- [PROBLEM] Copy out the entries word for word, from the first line through the line containing "Outlines of the", including both ends. Leave the pictures out of your copy.

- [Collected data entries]
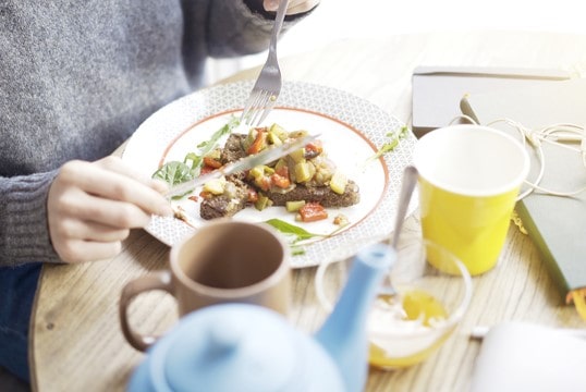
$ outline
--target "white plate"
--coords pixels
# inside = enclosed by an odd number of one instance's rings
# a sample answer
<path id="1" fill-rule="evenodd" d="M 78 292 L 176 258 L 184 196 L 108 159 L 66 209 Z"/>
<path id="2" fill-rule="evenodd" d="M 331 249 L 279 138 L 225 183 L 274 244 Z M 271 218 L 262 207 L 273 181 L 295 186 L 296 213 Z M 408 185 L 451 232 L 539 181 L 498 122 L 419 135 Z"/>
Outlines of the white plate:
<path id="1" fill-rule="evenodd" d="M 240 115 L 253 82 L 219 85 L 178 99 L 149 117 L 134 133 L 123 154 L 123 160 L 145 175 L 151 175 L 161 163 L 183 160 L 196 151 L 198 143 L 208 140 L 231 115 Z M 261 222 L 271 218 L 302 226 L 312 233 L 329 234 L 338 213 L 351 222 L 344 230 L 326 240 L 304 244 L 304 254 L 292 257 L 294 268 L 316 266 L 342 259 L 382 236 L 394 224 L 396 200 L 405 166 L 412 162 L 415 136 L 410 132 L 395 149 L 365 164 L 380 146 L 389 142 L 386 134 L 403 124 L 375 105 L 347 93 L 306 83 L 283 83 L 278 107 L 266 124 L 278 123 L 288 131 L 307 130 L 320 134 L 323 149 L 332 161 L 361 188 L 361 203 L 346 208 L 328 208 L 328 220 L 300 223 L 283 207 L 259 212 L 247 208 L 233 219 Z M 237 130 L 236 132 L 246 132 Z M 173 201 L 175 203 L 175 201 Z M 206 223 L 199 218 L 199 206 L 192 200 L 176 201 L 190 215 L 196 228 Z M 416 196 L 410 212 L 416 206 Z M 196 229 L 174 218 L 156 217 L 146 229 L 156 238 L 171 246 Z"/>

- [SOLUTION TO THE EXERCISE]
$ outline
--target "white plate"
--coords pixels
# inside = enclosed by an odd number of one instance's rings
# a sample answer
<path id="1" fill-rule="evenodd" d="M 78 292 L 176 258 L 184 196 L 108 159 L 66 209 Z"/>
<path id="2" fill-rule="evenodd" d="M 331 249 L 279 138 L 225 183 L 274 244 Z M 271 218 L 262 207 L 273 181 L 295 186 L 296 213 Z M 408 185 L 451 232 L 539 181 L 498 122 L 419 135 Z"/>
Outlines of the white plate:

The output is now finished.